◆ REQUEST 1
Print the stretch of the SimpleXMLRPCServer thread from "SimpleXMLRPCServer question" through "of this work)", word for word.
## START SOURCE PASSAGE
SimpleXMLRPCServer question

[rdmurray at bitdance.com]

Quoth flagg <ianand0204 at gmail.com>:
> Let me see if i can elaborate on the requirements.  I have 20+
> different zone files.  I want the xmlrpc server to be able to
> determine what zone file to open by looking at the incoming xml
> request.  For example one of the functions I have now is to show a DNS
> record (I am using dnspython for most of this work)
> 
> If i send an xmlrpc request that uses the 'showRecord' function with
> params of 'oracle1.foo.bar.com'  I want to parse the "params" piece
> and then instruct the xml-rpc server to open foo.bar.com.zone for
> reading.  The reason why i was looking at do_Post() and _dispatch was
> to attempt to read the incoming params and do exactly that.
> 
> Do you think there is an easier way of accomplishing this, than the
> way I am going about it?

Yeah.  Take a look at the SimpleXLMRPC documentation:

    http://docs.python.org/library/simplexmlrpcserver.html

In addition to setting up the server as instructed (let's assume you
assign it to the variable 'server'), you just need to do something like:

    class MyFunctions:

        def showRecord(self, dnsname):
            domain = '.'.join(dnsname.split('.')[1:])
## END SOURCE PASSAGE
◆ REQUEST 2
Rewrite the stretch of the records from the line containing "Expected: one point per instance of the green" through the line containing "x=279 y=358", with "cross-country obstacle" changed to "jump" and nothing else altered. Return only those lines, and leave out the pictures.
## START AVAILABLE DATA
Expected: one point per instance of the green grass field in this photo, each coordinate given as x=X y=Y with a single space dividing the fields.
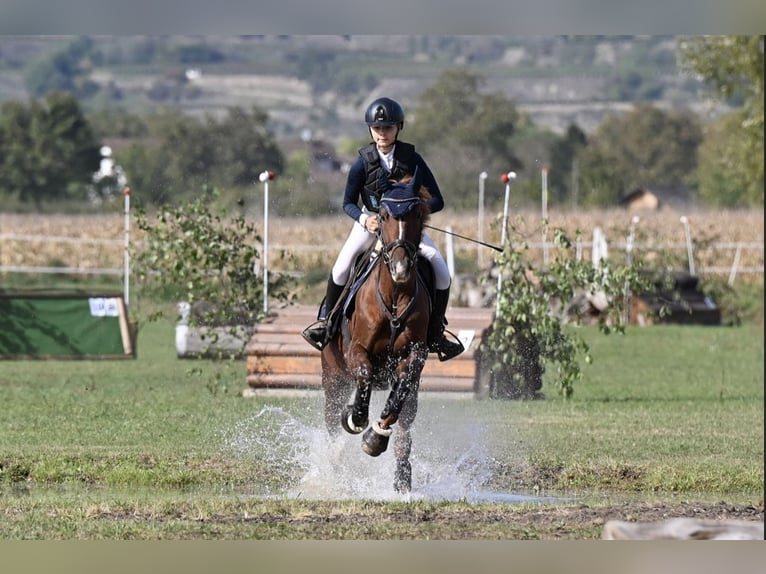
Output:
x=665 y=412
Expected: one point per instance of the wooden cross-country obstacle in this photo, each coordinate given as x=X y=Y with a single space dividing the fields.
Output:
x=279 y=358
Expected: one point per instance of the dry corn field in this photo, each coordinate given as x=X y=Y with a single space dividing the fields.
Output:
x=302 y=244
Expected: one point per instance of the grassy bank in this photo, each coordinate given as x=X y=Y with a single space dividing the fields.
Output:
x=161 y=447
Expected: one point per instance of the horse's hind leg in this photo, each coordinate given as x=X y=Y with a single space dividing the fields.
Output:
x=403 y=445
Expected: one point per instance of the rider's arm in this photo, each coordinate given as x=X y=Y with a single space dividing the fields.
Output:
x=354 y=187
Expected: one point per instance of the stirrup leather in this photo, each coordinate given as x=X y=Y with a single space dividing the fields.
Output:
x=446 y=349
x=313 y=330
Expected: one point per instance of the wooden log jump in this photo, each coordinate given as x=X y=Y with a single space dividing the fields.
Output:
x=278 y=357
## END AVAILABLE DATA
## START AVAILABLE DATA
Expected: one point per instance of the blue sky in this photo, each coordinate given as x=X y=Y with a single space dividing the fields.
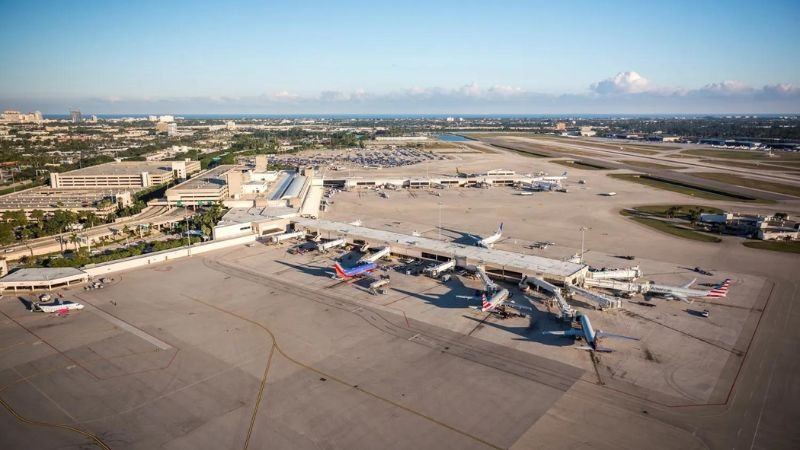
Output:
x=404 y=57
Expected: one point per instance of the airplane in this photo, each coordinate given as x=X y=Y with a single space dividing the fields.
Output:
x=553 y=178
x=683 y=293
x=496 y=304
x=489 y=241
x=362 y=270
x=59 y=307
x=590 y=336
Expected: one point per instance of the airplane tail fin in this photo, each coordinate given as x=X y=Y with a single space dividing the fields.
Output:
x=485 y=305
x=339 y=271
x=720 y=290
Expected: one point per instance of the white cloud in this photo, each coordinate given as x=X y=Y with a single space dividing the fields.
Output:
## END AVAILABLE DATA
◆ FULL RESPONSE 1
SimpleXMLRPCServer question

[rdmurray at bitdance.com]

Quoth flagg <ianand0204 at gmail.com>:
> Let me see if i can elaborate on the requirements.  I have 20+
> different zone files.  I want the xmlrpc server to be able to
> determine what zone file to open by looking at the incoming xml
> request.  For example one of the functions I have now is to show a DNS
> record (I am using dnspython for most of this work)

◆ FULL RESPONSE 2
Expected: one point per instance of the green grass field in this photo, each coordinate given as x=X y=Y with a single space dividing the fields.
Output:
x=665 y=412
Expected: one point per instance of the wooden jump in this photo, each coordinate given as x=X y=Y with a single space dividing the fields.
Output:
x=279 y=358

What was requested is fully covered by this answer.